| TASK REQUIREMENTS |
Lines from the one containing "Target: man's face" through the end of the material below should be given again exactly, with no others.

(AVAILABLE DATA begins)

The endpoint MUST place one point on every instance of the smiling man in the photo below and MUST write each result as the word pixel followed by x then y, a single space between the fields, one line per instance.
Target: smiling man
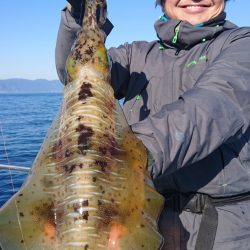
pixel 194 12
pixel 187 97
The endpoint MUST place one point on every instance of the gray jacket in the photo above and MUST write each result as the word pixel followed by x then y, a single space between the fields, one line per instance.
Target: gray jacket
pixel 187 97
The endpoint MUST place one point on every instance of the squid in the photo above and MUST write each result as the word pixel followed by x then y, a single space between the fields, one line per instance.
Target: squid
pixel 88 188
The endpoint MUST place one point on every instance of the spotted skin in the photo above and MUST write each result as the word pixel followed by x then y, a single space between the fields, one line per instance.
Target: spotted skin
pixel 89 187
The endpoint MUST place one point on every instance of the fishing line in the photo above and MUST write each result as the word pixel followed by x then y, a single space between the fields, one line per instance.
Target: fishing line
pixel 13 187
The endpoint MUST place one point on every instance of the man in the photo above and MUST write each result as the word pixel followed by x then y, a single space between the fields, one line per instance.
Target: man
pixel 187 97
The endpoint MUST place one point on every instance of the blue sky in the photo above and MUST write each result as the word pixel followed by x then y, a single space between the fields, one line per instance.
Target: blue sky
pixel 29 30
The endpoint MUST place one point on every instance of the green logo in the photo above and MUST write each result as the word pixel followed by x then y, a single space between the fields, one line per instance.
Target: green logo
pixel 194 62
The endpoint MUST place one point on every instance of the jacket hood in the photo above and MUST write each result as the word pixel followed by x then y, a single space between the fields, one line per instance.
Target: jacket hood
pixel 183 35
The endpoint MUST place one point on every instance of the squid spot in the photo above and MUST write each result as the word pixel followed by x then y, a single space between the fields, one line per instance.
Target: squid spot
pixel 85 91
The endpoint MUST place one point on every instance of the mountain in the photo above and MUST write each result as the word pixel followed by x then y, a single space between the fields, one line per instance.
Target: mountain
pixel 16 85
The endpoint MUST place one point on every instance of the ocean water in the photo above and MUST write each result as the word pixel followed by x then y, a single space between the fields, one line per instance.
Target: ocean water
pixel 24 122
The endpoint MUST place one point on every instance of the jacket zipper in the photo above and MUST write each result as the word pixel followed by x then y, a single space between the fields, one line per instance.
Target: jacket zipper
pixel 177 31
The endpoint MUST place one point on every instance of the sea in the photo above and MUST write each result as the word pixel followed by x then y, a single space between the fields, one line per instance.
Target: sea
pixel 24 122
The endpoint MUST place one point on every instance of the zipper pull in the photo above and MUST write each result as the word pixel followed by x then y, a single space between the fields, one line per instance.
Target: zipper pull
pixel 177 31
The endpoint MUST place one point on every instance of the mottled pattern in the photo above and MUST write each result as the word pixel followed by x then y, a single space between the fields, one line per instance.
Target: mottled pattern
pixel 89 187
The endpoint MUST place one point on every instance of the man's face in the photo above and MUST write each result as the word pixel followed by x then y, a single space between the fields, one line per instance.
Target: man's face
pixel 193 11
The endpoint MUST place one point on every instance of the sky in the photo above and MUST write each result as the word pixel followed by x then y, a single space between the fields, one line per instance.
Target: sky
pixel 28 31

(AVAILABLE DATA ends)

| YOUR SOLUTION |
Target: man's face
pixel 193 11
The endpoint MUST place one point on every instance of the sky in the photo above and MUST write each result as the word pixel followed by x then y, a single space between the fields, one line per instance.
Target: sky
pixel 28 31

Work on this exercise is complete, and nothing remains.